What to do »
1. In the WashU internal medicine review, write out the passage between "Overall: I felt" and "other pathways too.", inclusive.
2. Translate this sentence from the WashU internal medicine review into Spanish: "Co-residents are smart but still down-to-earth, genuine, and great friends."

BEGIN Text provided

Overall: I felt that WashU is the best balanced of the top IM programs – academic strength / clinical opportunities, a strong hospital system, a truly diverse patient population (racially and socioeconomically), a good culture (co-residents, ancillary staff, etc.), work-life balance, and things to do nearby when you’re off.
Academic: a very strong IM program (smart attendings and co-residents, great fellowships here and strong fellowship match, tons of research, top med school- the usual metrics), but also has opportunities for specific interests. I like teaching/mentoring, and was particularly interested in the WUTPP program and leadership pathway. There are several other pathways too.
Wellness: 4+2+2 schedule ensures that you don’t have several consecutive heavy rotations. Good work-life balance compared to other top IM programs. Minimal 24h call (just a few days per year) keeps your circadian rhythm happy but gives you the experience of doing it. 5 personal days per year. Half-days off on clinic and elective blocks. Lunch provided on multiple days per week. Resident lounge and workout room in the department of medicine. Co-residents are smart but still down-to-earth, genuine, and great friends. Accessibility to recreational activities close to the hospital.
Clinic: You are truly the PCP of your clinic patients. You have MAs, resource nurses, pharmacists, diabetes educators, etc. to help you in clinic (and they are so nice and helpful). They will assist with faxes, prior auths, scheduling, etc. to help you focus on the medicine. I have a diverse mix of patients – young, middle-aged, old, healthy, uncontrolled, urban, rural, well-off, underserved.

END Text provided
BEGIN Listed records

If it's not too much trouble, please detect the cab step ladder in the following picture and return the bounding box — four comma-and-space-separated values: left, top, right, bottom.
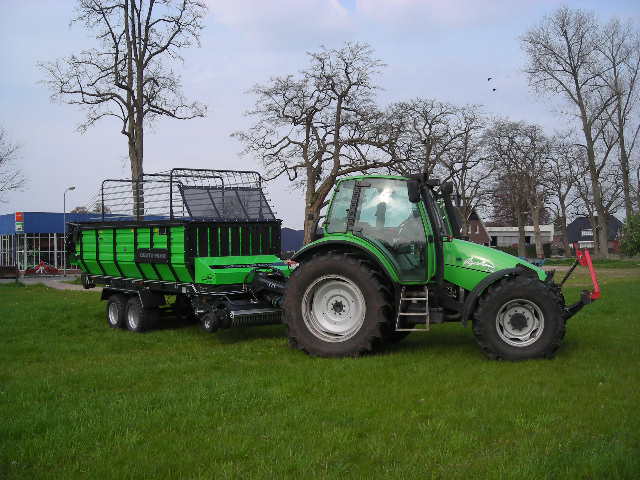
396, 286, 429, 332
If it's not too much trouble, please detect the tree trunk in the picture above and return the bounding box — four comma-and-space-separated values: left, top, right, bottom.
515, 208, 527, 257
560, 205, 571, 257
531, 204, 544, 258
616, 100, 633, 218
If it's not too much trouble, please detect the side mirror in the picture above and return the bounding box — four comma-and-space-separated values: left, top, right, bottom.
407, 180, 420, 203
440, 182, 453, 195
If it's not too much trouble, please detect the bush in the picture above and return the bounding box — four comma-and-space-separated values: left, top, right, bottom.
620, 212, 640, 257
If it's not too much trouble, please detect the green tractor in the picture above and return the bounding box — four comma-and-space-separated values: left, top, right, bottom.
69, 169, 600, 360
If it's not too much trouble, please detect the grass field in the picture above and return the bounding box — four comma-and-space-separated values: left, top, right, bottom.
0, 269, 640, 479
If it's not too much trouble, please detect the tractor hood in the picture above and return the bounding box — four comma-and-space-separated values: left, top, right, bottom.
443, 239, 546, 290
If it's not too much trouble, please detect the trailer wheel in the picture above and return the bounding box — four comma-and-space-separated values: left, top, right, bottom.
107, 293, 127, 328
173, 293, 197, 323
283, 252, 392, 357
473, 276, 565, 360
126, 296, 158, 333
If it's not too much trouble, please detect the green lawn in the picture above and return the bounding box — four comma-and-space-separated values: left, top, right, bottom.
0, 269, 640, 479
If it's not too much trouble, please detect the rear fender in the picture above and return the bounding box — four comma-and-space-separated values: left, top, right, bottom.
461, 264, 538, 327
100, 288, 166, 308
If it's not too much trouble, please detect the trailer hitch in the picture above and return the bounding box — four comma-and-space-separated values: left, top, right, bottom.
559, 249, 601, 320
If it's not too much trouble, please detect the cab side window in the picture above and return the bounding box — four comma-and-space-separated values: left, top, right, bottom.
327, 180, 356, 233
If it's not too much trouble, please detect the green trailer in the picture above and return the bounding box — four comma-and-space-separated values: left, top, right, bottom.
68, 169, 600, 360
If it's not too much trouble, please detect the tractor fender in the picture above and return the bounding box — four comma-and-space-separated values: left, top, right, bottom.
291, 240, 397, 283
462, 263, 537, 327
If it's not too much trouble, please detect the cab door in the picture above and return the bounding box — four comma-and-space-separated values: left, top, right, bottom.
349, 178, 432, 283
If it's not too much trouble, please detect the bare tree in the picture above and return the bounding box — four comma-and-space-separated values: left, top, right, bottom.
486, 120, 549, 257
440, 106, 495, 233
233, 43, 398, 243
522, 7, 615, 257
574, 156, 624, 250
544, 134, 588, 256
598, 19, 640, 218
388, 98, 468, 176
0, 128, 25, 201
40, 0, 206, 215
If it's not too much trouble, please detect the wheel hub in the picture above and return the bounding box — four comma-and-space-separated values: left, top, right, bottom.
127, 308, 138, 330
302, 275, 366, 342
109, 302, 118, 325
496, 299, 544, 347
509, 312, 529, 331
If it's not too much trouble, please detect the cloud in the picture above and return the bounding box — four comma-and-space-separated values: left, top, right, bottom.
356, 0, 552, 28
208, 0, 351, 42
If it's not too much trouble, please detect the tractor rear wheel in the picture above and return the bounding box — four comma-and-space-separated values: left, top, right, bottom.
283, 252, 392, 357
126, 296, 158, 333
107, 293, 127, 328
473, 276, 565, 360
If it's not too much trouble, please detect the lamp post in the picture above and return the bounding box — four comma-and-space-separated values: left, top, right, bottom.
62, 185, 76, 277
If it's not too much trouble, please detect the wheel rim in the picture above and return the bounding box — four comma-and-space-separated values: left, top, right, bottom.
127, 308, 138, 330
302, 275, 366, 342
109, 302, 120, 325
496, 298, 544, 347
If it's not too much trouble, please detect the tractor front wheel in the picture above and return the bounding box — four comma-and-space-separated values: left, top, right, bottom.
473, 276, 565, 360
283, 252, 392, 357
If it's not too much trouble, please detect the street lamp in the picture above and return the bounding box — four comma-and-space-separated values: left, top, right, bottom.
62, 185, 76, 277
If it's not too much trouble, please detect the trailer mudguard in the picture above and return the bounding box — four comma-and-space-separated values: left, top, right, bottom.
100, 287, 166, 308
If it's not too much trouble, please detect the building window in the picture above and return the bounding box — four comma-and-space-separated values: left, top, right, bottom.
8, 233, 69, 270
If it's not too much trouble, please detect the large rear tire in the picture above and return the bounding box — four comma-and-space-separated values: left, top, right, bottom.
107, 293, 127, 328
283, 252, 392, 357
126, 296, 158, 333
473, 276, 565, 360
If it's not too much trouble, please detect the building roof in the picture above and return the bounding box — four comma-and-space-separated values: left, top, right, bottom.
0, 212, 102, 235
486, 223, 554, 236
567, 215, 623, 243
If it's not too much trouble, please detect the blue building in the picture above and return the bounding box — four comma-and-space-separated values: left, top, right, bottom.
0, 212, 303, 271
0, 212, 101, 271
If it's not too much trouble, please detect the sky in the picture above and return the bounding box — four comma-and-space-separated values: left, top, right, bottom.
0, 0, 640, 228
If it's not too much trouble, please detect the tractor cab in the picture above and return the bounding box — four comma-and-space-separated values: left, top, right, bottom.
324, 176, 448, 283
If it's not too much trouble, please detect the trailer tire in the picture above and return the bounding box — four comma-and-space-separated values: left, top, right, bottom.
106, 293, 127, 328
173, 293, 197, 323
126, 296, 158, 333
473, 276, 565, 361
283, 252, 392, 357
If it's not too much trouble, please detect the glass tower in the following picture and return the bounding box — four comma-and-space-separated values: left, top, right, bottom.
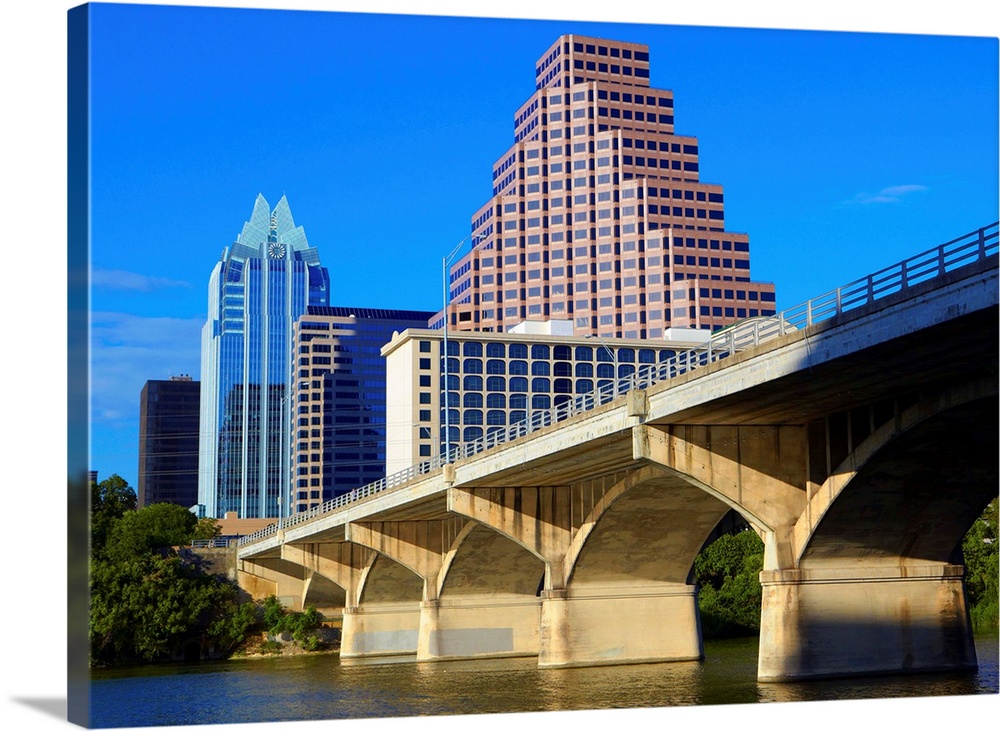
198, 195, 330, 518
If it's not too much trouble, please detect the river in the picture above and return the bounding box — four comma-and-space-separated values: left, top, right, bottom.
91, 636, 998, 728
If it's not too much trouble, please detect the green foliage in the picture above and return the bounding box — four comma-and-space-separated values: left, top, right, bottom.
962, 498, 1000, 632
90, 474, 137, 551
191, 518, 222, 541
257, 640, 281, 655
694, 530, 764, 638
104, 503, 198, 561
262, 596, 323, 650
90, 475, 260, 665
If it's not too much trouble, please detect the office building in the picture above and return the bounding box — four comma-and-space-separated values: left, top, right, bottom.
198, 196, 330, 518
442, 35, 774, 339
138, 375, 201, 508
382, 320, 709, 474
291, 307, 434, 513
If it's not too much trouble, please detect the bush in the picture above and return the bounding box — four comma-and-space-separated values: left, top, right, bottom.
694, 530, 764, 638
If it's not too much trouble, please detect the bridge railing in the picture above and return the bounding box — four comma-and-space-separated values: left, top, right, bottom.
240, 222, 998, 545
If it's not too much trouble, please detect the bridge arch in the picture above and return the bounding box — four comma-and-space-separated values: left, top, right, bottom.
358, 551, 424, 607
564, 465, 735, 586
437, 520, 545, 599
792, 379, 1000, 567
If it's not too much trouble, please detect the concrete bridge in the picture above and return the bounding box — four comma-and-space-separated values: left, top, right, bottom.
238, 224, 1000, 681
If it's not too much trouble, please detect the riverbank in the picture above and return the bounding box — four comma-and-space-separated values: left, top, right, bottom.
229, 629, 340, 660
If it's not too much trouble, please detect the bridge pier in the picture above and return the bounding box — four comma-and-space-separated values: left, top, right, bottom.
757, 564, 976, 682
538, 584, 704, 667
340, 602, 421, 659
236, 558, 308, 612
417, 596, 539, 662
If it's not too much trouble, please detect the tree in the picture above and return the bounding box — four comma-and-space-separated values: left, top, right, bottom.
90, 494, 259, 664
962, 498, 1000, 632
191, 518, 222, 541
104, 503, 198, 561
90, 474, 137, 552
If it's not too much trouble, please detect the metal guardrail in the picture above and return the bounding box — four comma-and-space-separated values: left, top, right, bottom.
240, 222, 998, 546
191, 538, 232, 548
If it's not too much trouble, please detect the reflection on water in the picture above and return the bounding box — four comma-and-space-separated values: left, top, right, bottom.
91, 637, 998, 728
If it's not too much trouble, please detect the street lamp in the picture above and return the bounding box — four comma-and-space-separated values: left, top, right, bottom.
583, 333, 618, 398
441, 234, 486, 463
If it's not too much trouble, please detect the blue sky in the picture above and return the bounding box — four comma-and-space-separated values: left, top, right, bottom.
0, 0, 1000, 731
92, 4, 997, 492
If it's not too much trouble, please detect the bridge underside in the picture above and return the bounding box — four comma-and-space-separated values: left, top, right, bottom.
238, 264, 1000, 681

END Listed records
BEGIN Listed records

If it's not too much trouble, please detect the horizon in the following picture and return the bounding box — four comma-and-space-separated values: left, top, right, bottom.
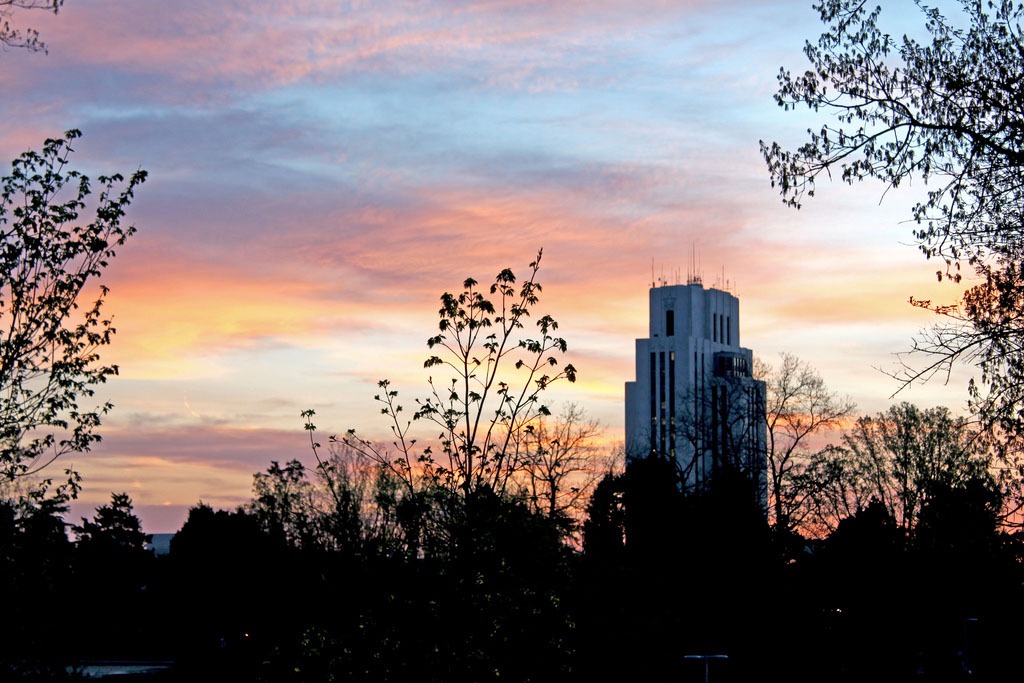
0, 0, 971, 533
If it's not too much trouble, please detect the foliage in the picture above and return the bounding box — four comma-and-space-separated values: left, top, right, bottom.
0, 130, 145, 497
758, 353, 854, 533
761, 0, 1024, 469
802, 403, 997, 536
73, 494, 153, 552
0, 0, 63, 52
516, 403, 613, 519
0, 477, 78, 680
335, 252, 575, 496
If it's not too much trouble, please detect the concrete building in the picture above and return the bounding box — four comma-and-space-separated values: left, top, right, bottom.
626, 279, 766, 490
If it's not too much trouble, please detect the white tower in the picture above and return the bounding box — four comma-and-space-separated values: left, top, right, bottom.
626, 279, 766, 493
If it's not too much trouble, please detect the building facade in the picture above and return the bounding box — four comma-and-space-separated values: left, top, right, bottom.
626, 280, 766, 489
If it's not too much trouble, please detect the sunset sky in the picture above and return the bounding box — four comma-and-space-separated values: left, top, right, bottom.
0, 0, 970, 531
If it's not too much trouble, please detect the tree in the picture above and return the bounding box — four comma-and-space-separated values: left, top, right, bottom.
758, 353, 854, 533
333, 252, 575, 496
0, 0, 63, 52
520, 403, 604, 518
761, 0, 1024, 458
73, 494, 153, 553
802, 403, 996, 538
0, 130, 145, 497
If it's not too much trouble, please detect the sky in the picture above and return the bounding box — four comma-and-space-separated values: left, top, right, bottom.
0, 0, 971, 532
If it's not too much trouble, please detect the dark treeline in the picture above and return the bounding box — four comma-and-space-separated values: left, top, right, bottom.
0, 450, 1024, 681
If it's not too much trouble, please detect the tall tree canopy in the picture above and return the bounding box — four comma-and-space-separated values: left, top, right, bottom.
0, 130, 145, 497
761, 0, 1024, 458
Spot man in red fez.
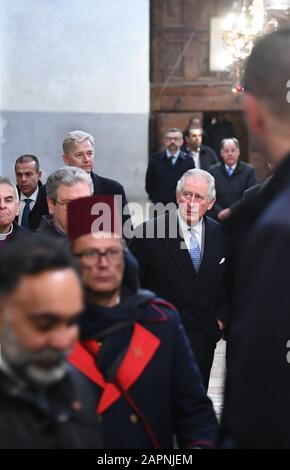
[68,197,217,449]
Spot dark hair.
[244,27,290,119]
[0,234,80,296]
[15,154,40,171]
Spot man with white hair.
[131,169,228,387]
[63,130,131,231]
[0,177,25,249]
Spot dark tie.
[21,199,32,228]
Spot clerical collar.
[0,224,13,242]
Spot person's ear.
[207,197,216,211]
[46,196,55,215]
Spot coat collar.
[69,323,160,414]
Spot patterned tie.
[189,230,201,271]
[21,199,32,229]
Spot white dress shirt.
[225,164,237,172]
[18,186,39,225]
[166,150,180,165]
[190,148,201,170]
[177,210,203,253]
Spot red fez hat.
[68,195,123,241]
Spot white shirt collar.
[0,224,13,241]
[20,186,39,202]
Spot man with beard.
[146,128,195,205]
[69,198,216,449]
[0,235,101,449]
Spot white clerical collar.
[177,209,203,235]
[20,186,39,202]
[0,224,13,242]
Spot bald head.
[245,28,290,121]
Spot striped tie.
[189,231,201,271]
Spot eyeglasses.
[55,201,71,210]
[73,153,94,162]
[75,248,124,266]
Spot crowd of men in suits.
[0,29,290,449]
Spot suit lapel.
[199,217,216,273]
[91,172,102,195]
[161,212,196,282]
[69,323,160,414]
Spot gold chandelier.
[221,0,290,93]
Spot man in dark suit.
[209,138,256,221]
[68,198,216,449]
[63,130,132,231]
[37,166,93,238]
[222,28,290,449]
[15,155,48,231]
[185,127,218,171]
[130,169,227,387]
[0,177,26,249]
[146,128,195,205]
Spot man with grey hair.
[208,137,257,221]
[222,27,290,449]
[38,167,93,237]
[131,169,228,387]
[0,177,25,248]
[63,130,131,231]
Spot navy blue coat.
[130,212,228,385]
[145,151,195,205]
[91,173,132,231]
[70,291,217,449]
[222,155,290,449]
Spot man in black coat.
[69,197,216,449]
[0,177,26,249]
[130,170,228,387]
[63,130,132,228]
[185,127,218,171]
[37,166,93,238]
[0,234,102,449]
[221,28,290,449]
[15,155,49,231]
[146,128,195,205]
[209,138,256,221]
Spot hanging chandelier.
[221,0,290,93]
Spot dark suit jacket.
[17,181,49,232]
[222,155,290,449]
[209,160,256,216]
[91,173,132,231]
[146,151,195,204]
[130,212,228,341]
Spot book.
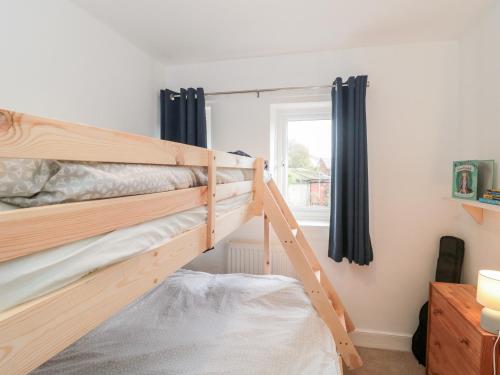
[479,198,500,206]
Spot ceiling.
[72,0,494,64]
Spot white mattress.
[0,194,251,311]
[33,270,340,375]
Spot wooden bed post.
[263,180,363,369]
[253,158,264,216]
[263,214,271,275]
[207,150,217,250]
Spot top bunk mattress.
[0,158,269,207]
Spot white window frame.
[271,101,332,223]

END Listed records

Task-by-task outputs »
1.
Overall: I felt that WashU is the best balanced of the top IM programs – academic strength / clinical opportunities, a strong hospital system, a truly diverse patient population (racially and socioeconomically), a good culture (co-residents, ancillary staff, etc.), work-life balance, and things to do nearby when you’re off.
Academic: a very strong IM program (smart attendings and co-residents, great fellowships here and strong fellowship match, tons of research, top med school- the usual metrics), but also has opportunities for specific interests. I like teaching/mentoring, and was particularly interested in the WUTPP program and leadership pathway. There are several other pathways too.

2. Los compañeros residentes son inteligentes, pero aun así sencillos, auténticos y grandes amigos.